Collected data:
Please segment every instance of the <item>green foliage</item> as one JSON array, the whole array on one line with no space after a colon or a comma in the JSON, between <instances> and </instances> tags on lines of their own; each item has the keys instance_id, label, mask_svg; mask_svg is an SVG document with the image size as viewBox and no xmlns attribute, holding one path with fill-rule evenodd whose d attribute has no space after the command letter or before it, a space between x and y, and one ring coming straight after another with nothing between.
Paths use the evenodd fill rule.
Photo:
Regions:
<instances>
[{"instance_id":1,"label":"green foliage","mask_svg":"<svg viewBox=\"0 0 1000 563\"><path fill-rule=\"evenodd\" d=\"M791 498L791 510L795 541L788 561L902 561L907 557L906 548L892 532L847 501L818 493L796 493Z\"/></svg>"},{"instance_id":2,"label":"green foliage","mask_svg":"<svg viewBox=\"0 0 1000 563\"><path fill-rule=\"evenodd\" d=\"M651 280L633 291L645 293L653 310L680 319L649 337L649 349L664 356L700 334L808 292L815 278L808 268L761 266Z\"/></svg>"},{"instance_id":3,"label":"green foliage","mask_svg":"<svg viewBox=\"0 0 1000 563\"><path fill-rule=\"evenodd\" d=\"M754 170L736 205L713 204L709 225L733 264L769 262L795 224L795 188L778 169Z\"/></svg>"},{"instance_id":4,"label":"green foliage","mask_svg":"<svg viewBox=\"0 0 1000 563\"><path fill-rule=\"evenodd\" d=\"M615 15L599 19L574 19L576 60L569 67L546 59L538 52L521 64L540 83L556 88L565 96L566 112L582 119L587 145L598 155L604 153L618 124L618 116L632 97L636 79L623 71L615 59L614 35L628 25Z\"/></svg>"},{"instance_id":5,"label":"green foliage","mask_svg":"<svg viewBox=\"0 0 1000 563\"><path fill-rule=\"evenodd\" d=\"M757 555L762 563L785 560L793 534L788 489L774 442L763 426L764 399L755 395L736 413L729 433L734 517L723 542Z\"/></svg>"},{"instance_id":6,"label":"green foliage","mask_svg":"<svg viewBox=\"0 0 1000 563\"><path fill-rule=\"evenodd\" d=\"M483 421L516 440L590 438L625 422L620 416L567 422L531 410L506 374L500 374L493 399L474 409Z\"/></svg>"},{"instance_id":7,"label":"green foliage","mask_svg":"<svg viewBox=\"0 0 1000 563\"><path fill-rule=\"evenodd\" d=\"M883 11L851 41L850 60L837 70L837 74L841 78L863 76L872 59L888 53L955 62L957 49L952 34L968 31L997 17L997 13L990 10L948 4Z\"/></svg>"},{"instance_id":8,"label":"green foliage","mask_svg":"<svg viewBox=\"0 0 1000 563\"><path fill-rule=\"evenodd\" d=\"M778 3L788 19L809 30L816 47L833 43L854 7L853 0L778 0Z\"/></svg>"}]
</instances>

PROBLEM DESCRIPTION | Transcribe all of the data above, character for character.

ANSWER TO THIS PROBLEM |
Please segment every instance of the <item>green foliage</item> as one JSON array, the whole array on one line with no space after a colon or a comma in the JSON, between <instances> and </instances> tags on lines of their own; each item has the keys instance_id, label, mask_svg; mask_svg is an SVG document with the image size as viewBox and no xmlns attribute, holding one path with fill-rule evenodd whose d attribute has no space after the command letter or before it, a space between x and y, and one ring coming straight after another with nothing between.
Paths use the evenodd fill rule.
Photo:
Regions:
<instances>
[{"instance_id":1,"label":"green foliage","mask_svg":"<svg viewBox=\"0 0 1000 563\"><path fill-rule=\"evenodd\" d=\"M791 498L791 510L795 541L788 561L902 561L907 557L906 548L892 532L847 501L818 493L796 493Z\"/></svg>"},{"instance_id":2,"label":"green foliage","mask_svg":"<svg viewBox=\"0 0 1000 563\"><path fill-rule=\"evenodd\" d=\"M651 280L633 291L645 293L653 310L680 319L649 337L649 349L664 356L700 334L808 292L815 278L808 268L761 266Z\"/></svg>"},{"instance_id":3,"label":"green foliage","mask_svg":"<svg viewBox=\"0 0 1000 563\"><path fill-rule=\"evenodd\" d=\"M754 170L736 205L713 204L709 225L733 264L769 262L795 224L795 188L778 169Z\"/></svg>"},{"instance_id":4,"label":"green foliage","mask_svg":"<svg viewBox=\"0 0 1000 563\"><path fill-rule=\"evenodd\" d=\"M615 15L599 19L574 19L576 60L569 67L546 59L538 52L521 64L540 83L556 88L565 96L566 112L582 119L587 145L598 155L604 153L618 124L618 116L632 97L636 79L623 71L615 59L614 35L628 25Z\"/></svg>"},{"instance_id":5,"label":"green foliage","mask_svg":"<svg viewBox=\"0 0 1000 563\"><path fill-rule=\"evenodd\" d=\"M757 555L762 563L785 560L793 534L788 489L774 442L763 426L764 399L755 395L736 413L729 433L734 517L723 542Z\"/></svg>"},{"instance_id":6,"label":"green foliage","mask_svg":"<svg viewBox=\"0 0 1000 563\"><path fill-rule=\"evenodd\" d=\"M483 421L516 440L590 438L625 422L620 416L567 422L531 410L506 374L500 374L493 399L474 409Z\"/></svg>"},{"instance_id":7,"label":"green foliage","mask_svg":"<svg viewBox=\"0 0 1000 563\"><path fill-rule=\"evenodd\" d=\"M883 11L851 41L850 60L837 70L837 74L841 78L863 76L872 59L888 53L955 62L957 49L952 34L968 31L997 17L997 13L990 10L948 4Z\"/></svg>"},{"instance_id":8,"label":"green foliage","mask_svg":"<svg viewBox=\"0 0 1000 563\"><path fill-rule=\"evenodd\" d=\"M778 3L788 19L809 30L816 47L833 43L854 7L853 0L778 0Z\"/></svg>"}]
</instances>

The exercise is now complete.